Work order:
Filter the records below, copying out each line that contains the string "rough". Case counts.

----

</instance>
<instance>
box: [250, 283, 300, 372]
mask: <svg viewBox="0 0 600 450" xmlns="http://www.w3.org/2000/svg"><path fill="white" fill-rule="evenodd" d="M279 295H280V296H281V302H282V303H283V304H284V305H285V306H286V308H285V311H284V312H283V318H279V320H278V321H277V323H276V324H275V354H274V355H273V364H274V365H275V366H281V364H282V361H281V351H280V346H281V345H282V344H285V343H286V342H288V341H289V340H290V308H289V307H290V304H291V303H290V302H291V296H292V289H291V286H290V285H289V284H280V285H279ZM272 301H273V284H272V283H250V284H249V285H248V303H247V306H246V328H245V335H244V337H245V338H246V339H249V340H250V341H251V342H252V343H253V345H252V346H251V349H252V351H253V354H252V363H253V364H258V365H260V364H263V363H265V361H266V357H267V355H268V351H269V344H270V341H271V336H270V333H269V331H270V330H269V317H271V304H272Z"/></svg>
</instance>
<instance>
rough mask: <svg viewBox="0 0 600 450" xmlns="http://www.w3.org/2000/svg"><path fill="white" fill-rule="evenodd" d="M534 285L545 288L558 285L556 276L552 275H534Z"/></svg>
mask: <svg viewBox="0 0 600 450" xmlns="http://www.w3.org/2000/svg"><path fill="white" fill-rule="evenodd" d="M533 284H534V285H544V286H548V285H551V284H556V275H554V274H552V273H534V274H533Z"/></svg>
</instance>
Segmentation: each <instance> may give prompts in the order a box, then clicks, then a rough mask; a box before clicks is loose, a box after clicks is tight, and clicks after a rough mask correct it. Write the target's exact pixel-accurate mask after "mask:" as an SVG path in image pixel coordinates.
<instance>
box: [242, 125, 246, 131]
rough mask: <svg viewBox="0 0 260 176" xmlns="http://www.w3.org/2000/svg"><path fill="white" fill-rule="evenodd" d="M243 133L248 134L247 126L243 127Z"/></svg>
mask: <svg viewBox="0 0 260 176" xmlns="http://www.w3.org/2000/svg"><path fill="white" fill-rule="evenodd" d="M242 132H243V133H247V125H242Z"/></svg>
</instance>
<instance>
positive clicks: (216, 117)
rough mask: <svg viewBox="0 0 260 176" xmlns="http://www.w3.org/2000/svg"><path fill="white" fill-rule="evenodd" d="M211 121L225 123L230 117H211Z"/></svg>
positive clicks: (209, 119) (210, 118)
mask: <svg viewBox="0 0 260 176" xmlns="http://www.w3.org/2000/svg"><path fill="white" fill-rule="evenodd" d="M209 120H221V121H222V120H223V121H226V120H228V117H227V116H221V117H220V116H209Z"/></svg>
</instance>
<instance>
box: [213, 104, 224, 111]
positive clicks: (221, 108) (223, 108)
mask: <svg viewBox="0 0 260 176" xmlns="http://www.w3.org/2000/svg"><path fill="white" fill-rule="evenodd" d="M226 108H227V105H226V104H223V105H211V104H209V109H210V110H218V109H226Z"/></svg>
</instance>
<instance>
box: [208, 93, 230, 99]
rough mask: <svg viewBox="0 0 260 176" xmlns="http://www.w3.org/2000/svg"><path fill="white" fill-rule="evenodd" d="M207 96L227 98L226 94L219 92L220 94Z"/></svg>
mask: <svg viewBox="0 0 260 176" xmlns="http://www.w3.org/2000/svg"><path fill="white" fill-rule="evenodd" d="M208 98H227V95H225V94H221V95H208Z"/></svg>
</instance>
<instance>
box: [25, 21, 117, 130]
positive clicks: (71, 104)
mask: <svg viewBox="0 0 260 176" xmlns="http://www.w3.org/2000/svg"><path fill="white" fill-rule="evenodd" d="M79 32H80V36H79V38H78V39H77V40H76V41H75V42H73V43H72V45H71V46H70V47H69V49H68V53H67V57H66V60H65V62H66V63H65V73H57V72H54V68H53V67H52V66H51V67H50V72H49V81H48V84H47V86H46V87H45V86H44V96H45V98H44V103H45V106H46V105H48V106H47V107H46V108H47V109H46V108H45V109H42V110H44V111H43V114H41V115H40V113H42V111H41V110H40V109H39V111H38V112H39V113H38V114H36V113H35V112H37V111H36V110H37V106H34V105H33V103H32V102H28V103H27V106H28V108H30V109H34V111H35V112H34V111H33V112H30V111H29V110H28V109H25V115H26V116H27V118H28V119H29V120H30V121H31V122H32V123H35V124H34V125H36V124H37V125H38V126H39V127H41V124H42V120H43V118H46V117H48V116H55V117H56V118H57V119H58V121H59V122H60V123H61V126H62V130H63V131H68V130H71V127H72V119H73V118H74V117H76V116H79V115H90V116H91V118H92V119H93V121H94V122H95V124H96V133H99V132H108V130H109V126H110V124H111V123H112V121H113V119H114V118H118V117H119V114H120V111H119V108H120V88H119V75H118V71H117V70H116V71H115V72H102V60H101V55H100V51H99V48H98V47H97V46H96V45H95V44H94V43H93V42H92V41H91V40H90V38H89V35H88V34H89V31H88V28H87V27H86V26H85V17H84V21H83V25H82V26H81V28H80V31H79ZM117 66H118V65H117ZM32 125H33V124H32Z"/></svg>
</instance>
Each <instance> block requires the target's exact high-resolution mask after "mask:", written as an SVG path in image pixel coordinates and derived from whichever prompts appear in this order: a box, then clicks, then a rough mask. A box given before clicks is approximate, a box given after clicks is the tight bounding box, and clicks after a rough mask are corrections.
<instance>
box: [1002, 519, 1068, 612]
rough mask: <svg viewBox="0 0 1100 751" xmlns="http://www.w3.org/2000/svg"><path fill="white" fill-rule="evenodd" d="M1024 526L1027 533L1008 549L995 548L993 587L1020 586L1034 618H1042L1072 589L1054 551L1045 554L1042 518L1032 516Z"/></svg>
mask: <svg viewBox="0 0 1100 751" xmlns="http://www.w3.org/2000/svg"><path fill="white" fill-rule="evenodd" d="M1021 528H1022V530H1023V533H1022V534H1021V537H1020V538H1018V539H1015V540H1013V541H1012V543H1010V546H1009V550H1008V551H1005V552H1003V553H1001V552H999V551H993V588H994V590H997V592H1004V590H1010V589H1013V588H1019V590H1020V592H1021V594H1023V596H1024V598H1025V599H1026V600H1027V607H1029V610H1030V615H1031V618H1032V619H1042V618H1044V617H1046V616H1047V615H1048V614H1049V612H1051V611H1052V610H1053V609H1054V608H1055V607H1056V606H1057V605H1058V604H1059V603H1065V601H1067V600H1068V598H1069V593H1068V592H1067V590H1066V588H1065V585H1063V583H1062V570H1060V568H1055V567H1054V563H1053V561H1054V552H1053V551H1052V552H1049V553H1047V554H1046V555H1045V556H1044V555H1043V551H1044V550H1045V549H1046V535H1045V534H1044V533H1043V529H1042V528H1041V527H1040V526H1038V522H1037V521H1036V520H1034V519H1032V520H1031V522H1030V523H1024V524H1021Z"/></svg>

----

Written solution:
rough mask: <svg viewBox="0 0 600 450" xmlns="http://www.w3.org/2000/svg"><path fill="white" fill-rule="evenodd" d="M534 285L545 288L558 285L556 276L552 275H534Z"/></svg>
Segmentation: each <instance> may give prompts in the order a box, then clicks, then a rough mask; a box before clicks is loose, a box after clicks is tight, and clicks after a rough mask correct it. Write the target's exact pixel-accurate mask after "mask:" as an SVG path in image pixel coordinates.
rough mask: <svg viewBox="0 0 260 176" xmlns="http://www.w3.org/2000/svg"><path fill="white" fill-rule="evenodd" d="M243 133L248 134L247 126L243 127Z"/></svg>
rough mask: <svg viewBox="0 0 260 176" xmlns="http://www.w3.org/2000/svg"><path fill="white" fill-rule="evenodd" d="M211 121L225 123L230 117H211Z"/></svg>
rough mask: <svg viewBox="0 0 260 176" xmlns="http://www.w3.org/2000/svg"><path fill="white" fill-rule="evenodd" d="M207 96L227 98L226 94L219 92L220 94Z"/></svg>
Each <instance> block requires the target's exact high-resolution mask after "mask:", written as an SVG path in image pixel coordinates and derived from whichever prompts appear in this order: a box, then clicks, then a rough mask. A box given before clicks is approximate, a box given after clicks is the tight bounding box, and clicks after a rough mask are corrections.
rough mask: <svg viewBox="0 0 1100 751" xmlns="http://www.w3.org/2000/svg"><path fill="white" fill-rule="evenodd" d="M1024 526L1027 533L1008 549L995 548L993 587L1020 586L1034 618H1042L1072 589L1054 551L1045 554L1042 518L1032 516Z"/></svg>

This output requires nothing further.